▸ **TO DO**:
When you transcribe the lines below, keep every word the same and leave the pictures behind.

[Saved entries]

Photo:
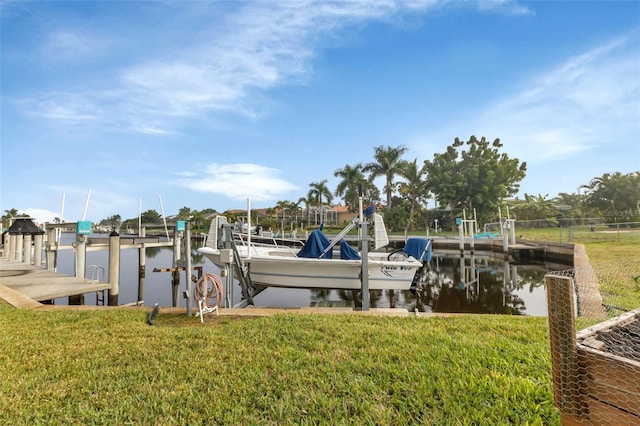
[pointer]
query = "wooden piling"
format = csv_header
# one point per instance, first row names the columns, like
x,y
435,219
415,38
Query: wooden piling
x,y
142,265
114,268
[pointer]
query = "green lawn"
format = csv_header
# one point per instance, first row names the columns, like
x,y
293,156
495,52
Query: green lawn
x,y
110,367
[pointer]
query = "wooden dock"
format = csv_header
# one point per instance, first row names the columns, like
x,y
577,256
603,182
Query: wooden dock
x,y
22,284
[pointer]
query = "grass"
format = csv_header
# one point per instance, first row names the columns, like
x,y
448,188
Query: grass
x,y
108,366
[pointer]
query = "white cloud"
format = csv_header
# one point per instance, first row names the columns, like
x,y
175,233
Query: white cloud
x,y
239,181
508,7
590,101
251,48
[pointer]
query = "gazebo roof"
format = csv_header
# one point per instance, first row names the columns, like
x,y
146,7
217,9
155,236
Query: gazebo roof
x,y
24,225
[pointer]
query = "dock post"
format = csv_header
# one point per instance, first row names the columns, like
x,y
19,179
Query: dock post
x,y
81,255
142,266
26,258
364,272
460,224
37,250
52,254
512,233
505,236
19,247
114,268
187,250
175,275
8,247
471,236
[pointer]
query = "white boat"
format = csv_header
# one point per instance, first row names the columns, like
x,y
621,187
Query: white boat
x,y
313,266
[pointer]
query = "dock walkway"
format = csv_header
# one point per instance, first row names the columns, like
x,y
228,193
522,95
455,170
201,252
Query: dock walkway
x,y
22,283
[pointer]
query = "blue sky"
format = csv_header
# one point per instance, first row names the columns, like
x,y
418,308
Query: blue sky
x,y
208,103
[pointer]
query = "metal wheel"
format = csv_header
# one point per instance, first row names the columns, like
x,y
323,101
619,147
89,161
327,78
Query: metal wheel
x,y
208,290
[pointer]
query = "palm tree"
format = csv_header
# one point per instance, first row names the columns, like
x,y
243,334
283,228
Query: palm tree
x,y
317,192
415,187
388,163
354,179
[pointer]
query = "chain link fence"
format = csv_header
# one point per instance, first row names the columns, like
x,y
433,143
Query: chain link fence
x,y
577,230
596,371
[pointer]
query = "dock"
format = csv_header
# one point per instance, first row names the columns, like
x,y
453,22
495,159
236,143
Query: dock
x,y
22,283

▸ **RESULT OF THIS EXERCISE**:
Photo:
[pointer]
query = "wooden piling"
format = csv_header
# one point per instance, first row names the columns, like
x,y
435,219
415,38
Query: wooden piling
x,y
142,265
114,268
[pointer]
query = "green lawn"
format = csv_header
# one point per instance, first row names the columns, like
x,y
293,156
495,52
Query: green lawn
x,y
110,367
[pointer]
query = "wooden dock"
format = csv_header
# one point per instance, first row names the columns, like
x,y
577,256
603,182
Query: wooden dock
x,y
22,284
[pointer]
query = "grass"
format = csv_header
# one point per instance, first row names the columns, like
x,y
448,188
Query: grass
x,y
108,366
[pointer]
query = "white cloud"
format = csv_header
# one point per instance, first row names the columns, like
x,y
175,233
Query: white cloud
x,y
239,181
508,7
590,101
251,48
[pointer]
query = "gazebo roof"
format = csv_header
# one point per instance, first row names the columns, like
x,y
146,7
217,9
155,236
Query: gazebo roof
x,y
24,225
[pointer]
query = "dock post"
format = csv_header
# one point per instance, first row names the columns, like
x,y
19,179
Query: dock post
x,y
81,255
142,266
26,258
364,272
460,224
37,250
52,254
512,233
505,236
19,247
114,268
187,250
175,275
8,247
471,236
[pointer]
query = "white boat"
format = csv_header
# one point per instance, first row names the columns, like
x,y
621,187
Query: white boat
x,y
313,266
[pointer]
query = "dock walkway"
format = csv_header
# one point per instance, first row names the columns, like
x,y
228,193
522,95
455,170
201,252
Query: dock walkway
x,y
22,283
[pointer]
query = "blue sky"
format = csv_header
# one point per instance, first row names the columns, like
x,y
418,308
Query: blue sky
x,y
208,103
[pointer]
query = "metal wheel"
format = csv_header
# one point per instance, first row names the columns, like
x,y
323,101
619,147
89,161
327,78
Query: metal wheel
x,y
208,290
[pointer]
query = "palm tree"
format = csv_header
# one point per instance, first row names the columns, like
x,y
243,334
283,228
Query: palm tree
x,y
317,192
415,187
388,163
354,179
[pointer]
query = "chain link fence"
format = csv_header
# one point per instance, first row names the columns, like
x,y
433,143
Query: chain link fence
x,y
577,230
596,371
[pointer]
query = "dock"
format = csv_header
# one point per instance, first row names the columns, like
x,y
453,22
495,159
236,143
Query: dock
x,y
22,283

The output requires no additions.